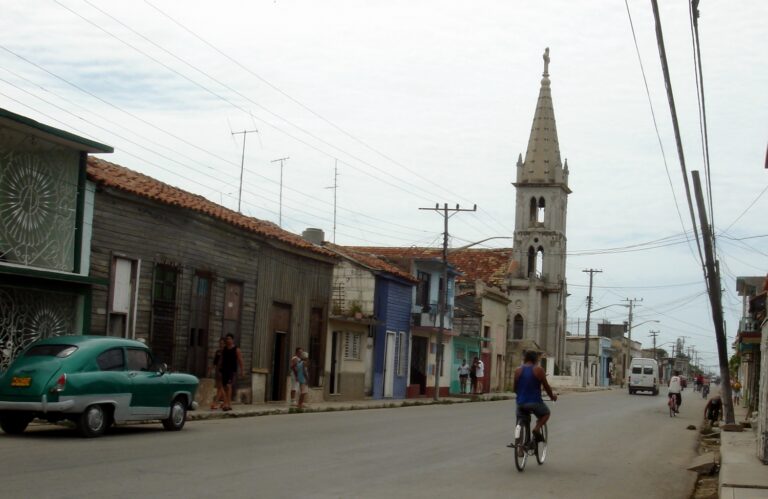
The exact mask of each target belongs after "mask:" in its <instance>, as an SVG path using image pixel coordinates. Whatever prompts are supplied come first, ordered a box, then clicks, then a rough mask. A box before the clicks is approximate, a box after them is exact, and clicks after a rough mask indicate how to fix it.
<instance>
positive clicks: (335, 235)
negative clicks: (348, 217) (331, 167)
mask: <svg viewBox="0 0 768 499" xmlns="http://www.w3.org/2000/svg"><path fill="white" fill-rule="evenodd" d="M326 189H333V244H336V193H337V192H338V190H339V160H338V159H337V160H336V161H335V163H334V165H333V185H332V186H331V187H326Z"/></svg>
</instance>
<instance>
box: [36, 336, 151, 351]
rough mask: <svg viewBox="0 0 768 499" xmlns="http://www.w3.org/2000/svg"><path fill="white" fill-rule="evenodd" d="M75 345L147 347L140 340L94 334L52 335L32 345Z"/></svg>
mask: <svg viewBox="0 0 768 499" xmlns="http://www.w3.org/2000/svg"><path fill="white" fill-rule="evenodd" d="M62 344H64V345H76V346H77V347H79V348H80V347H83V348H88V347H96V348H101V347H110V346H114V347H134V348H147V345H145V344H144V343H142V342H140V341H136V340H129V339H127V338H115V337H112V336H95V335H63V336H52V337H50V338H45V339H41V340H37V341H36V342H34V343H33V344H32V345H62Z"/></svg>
===
● What you are asked to do:
Can you put the lines above into a Markdown table with columns Row and Line, starting with the first line and going on through the line with "negative clicks: (348, 217) (331, 167)", both included? Omit blank lines and pictures.

● Answer section:
| Row | Line |
|---|---|
| 1 | The exact mask of each target belongs after "mask:" in its <instance>, as an SVG path using image pixel coordinates. Whatever prompts are supplied come first, ordered a box, then clicks, then a rough mask. A box before the clicks is approximate, a box after them is exact, and clicks after a rough mask indicate how to fix it. |
| 2 | <instance> |
| 3 | positive clicks: (335, 235) |
| 4 | negative clicks: (348, 217) (331, 167) |